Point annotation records
§ §
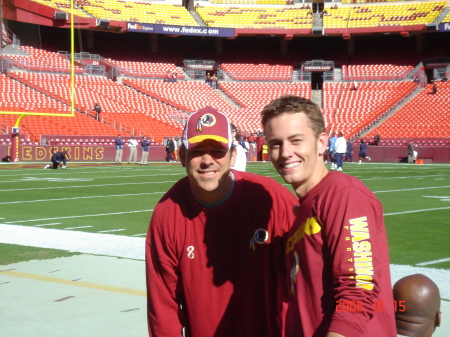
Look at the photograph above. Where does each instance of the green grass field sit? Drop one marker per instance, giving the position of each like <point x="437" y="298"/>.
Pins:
<point x="114" y="199"/>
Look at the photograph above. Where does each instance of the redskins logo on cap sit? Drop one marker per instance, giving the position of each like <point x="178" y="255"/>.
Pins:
<point x="260" y="237"/>
<point x="205" y="120"/>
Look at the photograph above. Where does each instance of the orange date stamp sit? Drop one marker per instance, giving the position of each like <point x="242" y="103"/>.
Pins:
<point x="354" y="306"/>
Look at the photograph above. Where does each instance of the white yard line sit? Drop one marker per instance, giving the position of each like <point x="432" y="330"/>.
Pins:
<point x="78" y="216"/>
<point x="432" y="262"/>
<point x="418" y="211"/>
<point x="84" y="186"/>
<point x="77" y="198"/>
<point x="134" y="248"/>
<point x="83" y="242"/>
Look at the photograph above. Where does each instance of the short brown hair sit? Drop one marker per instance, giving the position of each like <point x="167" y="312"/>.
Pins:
§ §
THE PROBLEM: Copy every line of the material above word for word, from start to finish, and leave the pictures out.

EXPECTED ANSWER:
Look at the photograph above. Where does each instance of the green grass field sit? Drop one marker per instance, giving the position of each like <point x="437" y="298"/>.
Pins:
<point x="114" y="199"/>
Look at the photograph above. Where does each instance of the redskins logo on cap sit? Drop one marker per instance, giving the position of each like <point x="178" y="255"/>.
Pins:
<point x="260" y="237"/>
<point x="205" y="120"/>
Look at the photograph above. Where does each instance of the orange date stamp sit? Drop one marker per instance, giving the position of each like <point x="242" y="103"/>.
Pins:
<point x="354" y="306"/>
Look at the photograph above. Where does each instance of the white yard line sit? Drop one marker per instance, giving the position of each like <point x="432" y="330"/>.
Pins:
<point x="78" y="216"/>
<point x="432" y="262"/>
<point x="418" y="211"/>
<point x="84" y="186"/>
<point x="77" y="198"/>
<point x="134" y="248"/>
<point x="83" y="242"/>
Look at the photograph above. Where does each instance of the short brown hair sit? Drop one marker per instance, giving the position of each like <point x="167" y="312"/>.
Pins:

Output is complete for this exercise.